— 本文 —
フェムテックはそもそも、投資家のための言葉だった
――まず、フェムテック(Femtech)とはどういったものを指す言葉なのでしょうか?

中村寛子さん(以下、中村):フェムテックとは、女性(female)とテクノロジー(technology)を合わせた造語で、「女性の健康課題を解決するモノやサービス」のことです。

 2012年にベルリンのスタートアップ企業のco-founder / ChairwomanであるIda Tinさんによって作られた、まだまだ新しい言葉なんです。これまで、女性向けのテクノロジーを扱う企業は投資を受けにくいと言われていましたが、フェムテックという言葉を通じて、そこに市場があることを明らかにしたものであり、本来は投資家や起業家間で使われていた 言葉だったんです。そのため、当時は一般消費者が使うことは想定されていなかったのではないでしょうか 。

 ただ、日本では最近、フェムテックという言葉がメディアで取り上げられる機会も多くなり、投資家や起業家以外の方にも広まっていますよね。それに伴って、フェムテックの定義や捉え方も 、様々 になってきているように感じます。

 まだ新しい言葉ですから、どのようにフェムテックが定義されるのかは、社会に委ねられている段階だと言えます。

— データ抜粋 —
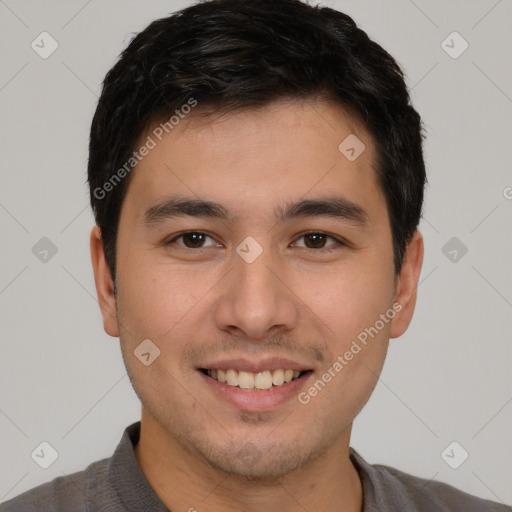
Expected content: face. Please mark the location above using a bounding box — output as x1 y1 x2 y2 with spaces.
92 100 422 478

— 課題の内容 —
フェムテックについての本文のうち、「中村寛子さん(以下、中村):フェムテック」から「られている段階だと言えます。」までを一字一句変えずに書き写してください。 この資料は本文とは関係がありません。

— 演習の解答 —
中村寛子さん(以下、中村):フェムテックとは、女性(female)とテクノロジー(technology)を合わせた造語で、「女性の健康課題を解決するモノやサービス」のことです。

 2012年にベルリンのスタートアップ企業のco-founder / ChairwomanであるIda Tinさんによって作られた、まだまだ新しい言葉なんです。これまで、女性向けのテクノロジーを扱う企業は投資を受けにくいと言われていましたが、フェムテックという言葉を通じて、そこに市場があることを明らかにしたものであり、本来は投資家や起業家間で使われていた 言葉だったんです。そのため、当時は一般消費者が使うことは想定されていなかったのではないでしょうか 。

 ただ、日本では最近、フェムテックという言葉がメディアで取り上げられる機会も多くなり、投資家や起業家以外の方にも広まっていますよね。それに伴って、フェムテックの定義や捉え方も 、様々 になってきているように感じます。

 まだ新しい言葉ですから、どのようにフェムテックが定義されるのかは、社会に委ねられている段階だと言えます。